A few hours later and we’re ready to bale.

We baled and baled and baled.  The bales may get moldy from all the sweat I soaked them with.  No pictures of the baling process this time but you can look at the blog post from an earlier hay cutting.

The fields are bare now.  Ready to grow back again, hopefully encouraged by a coming rain.  Before the rain gets here I need to clean up the small piles of hay we missed with the baler.  It’s not hard work, just one wheelbarrow at a time.  Sometimes I carry an armload of hay as I ride my bicycle.  That makes my wife laugh.  Why is she always laughing at me?  (lol)

Now it can rain.  Please, Lord, let it rain.  I’ll take a light rain that lasts 3 weeks.  I’ll take a series of downpours over the next three days.  Last night it sprinkled just enough that you could smell the rain on the hot tar of the road.  That’s a summer-only smell…and I would like to smell more of it.  Just let it happen, Lord.  I’m ready.

Can I get an Amen?

School’s Out For Summer

It’s time for our planned summer break.  The broilers are all in freezers or customer bellies.  Just pullets and a few turkeys on pasture.  Our daily workload has dropped significantly.  Now all we have to do is feed and water in the morning, milk the goats and just check everybody a couple of times and we’re set.  Well, we have to soak the hog wallow a couple of times too.  This accomplishes two things; drains the hot water out of the 100 yard long hose so they will have cool water to drink again and gives them a cool place to pig it up.

Now, when I get up before the sun I don’t have to spend 15-20 minutes moving chicken tractors, feeding and watering.  I just open the chicken house door, feed there, water the rabbits, shower and head to the office.

**Goal**
Carry the farm blog text about haying and the summer break forward, picking up right after its final sentence. The records come from an unrelated source.

**Entries supplied**
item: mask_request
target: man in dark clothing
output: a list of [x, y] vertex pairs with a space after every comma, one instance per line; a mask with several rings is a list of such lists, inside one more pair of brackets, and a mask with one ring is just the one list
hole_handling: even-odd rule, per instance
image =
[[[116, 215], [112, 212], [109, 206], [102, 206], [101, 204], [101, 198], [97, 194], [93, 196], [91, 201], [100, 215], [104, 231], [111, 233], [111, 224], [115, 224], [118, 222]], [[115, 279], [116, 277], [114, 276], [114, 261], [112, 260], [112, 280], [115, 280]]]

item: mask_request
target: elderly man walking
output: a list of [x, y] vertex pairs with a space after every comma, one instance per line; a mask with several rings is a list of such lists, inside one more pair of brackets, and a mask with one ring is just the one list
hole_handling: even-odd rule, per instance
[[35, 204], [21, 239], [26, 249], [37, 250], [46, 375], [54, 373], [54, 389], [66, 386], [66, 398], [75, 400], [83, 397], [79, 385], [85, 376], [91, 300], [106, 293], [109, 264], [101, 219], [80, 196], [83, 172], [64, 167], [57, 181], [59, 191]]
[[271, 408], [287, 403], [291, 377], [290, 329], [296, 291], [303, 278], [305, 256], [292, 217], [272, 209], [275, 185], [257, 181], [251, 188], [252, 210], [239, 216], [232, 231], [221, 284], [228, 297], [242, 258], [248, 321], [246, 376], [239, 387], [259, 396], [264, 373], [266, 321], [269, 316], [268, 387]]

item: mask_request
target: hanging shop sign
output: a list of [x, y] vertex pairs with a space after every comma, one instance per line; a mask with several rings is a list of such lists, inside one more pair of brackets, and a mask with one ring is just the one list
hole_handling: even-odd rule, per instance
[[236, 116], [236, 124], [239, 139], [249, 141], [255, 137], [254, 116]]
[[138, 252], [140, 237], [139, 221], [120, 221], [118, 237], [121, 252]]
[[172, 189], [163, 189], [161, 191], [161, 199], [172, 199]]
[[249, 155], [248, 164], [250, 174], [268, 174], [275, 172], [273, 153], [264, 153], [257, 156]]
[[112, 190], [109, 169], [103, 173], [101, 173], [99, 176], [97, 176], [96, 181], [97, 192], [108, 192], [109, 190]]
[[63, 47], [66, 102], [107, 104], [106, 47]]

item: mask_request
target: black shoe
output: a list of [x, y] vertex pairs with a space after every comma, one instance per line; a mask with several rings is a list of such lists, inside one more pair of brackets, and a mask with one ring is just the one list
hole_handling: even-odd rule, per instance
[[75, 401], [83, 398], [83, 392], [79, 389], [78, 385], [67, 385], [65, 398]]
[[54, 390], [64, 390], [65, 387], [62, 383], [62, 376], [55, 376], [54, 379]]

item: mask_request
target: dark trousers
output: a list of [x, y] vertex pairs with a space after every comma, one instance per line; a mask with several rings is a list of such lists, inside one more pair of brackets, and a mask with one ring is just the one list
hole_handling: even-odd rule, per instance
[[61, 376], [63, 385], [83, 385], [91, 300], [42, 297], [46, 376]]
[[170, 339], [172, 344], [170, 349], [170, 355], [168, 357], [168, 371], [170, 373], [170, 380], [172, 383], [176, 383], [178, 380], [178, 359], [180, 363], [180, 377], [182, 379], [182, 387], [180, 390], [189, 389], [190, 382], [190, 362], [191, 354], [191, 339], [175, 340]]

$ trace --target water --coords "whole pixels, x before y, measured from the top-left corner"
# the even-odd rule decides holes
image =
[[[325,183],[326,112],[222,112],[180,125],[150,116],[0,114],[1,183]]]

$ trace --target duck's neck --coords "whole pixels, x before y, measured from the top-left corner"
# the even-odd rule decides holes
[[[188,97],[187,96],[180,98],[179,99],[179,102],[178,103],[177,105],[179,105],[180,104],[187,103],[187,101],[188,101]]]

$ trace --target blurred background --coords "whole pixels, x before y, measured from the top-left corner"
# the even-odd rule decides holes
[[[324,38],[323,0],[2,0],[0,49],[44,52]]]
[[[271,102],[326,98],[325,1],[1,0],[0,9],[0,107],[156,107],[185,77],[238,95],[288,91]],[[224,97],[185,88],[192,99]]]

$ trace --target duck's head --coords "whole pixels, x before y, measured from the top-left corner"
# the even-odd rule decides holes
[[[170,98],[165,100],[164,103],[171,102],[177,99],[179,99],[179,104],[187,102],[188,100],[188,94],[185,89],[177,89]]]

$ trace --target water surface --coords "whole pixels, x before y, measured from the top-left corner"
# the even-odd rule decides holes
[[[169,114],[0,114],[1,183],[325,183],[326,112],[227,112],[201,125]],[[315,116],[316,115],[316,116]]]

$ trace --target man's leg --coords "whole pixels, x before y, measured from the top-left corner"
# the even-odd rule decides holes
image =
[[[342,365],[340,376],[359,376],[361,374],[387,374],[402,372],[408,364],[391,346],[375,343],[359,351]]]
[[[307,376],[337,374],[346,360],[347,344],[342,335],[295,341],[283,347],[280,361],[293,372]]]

**Result for this task**
We have waited all spring for this day.  We partied like it was 1999…well we watched the new True Grit and ate pizza after the kids went to bed.  Now we’ll tick off the days till we get our last batch of broilers mid-August.  We’re thinking about scrapping our big order for fall Cornish Cross chicks and ordering a variety of alternative broilers just to try them side by side.  We thought Kosher King, S&G Heritage White, Freedom Rangers and Moyer’s K-22.  Let me know what you think in the comments section.  Also, give me suggestions for alt. broilers just in case I am missing a good option.

Just a side note, I took a hog panel off of one of the hoop chicken tractors to give the pullets a bit of extra shade.  They seemed to appreciate the shade, I appreciate how many different ways I can use those chicken tractors.

How does the Week Look?

What does your week look like?  I’m on vacation this week so I’m penciling in the plan.  We got this mostly roughed in during our weekly planning meeting yesterday but not all the detail.  Weekly planning meeting?  Yup.  If we don’t sit down every week to sync up our planners we get lost.  We also meet with the kids to find out where they want to go.  There is supposed to be a big family meeting as we think it is important to involve the kids in family goals.  That meeting was missed yesterday so we could attend the Sustainable Backyard Tour.

This week I have a couple of books I want to finish reading, fence to build, chickens to process, bookshelves to design and build, wire to run, and ponds to swim in.  That means I’ll spend the week reading to the kids, teaching about fence post placement, teaching anatomy, geometry, fractions, measurements and buoyancy.  I also need to get the greenhouse ready to plant for fall crops and I may start digging potatoes…no rush on that though.

Today is more filled out than Thursday.  That’s kind of on purpose.  I try to stay flexible.  Things happen.  Some projects drag out more than others.  No big deal.  I have a to-do list and have that list prioritized.  I’ll knock out what I can and if, by some miracle, I get to the end of my list I’ll find more to do.  There is always more work to do.  If things were right in the universe there would be no unemployment.  But then, I try to avoid discussing politics and economics here.  There is more work to do than can be done…it’s an issue of price.  OK.  I’m done.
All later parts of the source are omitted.